BEGIN SOURCE DATA

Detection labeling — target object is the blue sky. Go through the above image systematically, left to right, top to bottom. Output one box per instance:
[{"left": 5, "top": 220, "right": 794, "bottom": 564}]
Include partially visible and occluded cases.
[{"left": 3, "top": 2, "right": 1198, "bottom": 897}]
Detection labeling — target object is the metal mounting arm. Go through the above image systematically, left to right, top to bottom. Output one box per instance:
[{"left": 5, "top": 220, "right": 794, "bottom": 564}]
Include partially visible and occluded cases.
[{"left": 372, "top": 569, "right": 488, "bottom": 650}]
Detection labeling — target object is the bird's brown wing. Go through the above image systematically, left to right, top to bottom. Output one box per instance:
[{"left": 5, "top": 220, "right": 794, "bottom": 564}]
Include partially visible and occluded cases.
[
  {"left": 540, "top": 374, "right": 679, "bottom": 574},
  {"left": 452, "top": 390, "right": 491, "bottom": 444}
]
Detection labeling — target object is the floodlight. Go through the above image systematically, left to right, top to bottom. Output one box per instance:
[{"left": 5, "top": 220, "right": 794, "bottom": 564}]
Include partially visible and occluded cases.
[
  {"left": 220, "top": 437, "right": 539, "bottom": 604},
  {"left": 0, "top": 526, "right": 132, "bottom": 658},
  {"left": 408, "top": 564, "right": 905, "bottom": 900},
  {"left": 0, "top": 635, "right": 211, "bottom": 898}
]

END SOURCE DATA

TASK DIRECTIONS |
Check every line of the entries above, and copy those that carry the string "image".

SOLUTION FOR THIS PROBLEM |
Detection labeling — target object is the blue sky. Go through the above image systematically, left to right, top to bottom. Output one box per instance:
Detection labeling — target object is the metal mounting arm. Go through the above image systematically, left to right, top to bottom. Output one box per instance:
Detection labeling — target object is the bird's brown wing. Go through the above image systematically, left to right, top to bottom. Output one box per instance:
Detection labeling — target object is the floodlight. Go through the above image systematically, left to right, top to bottom. Output one box per instance:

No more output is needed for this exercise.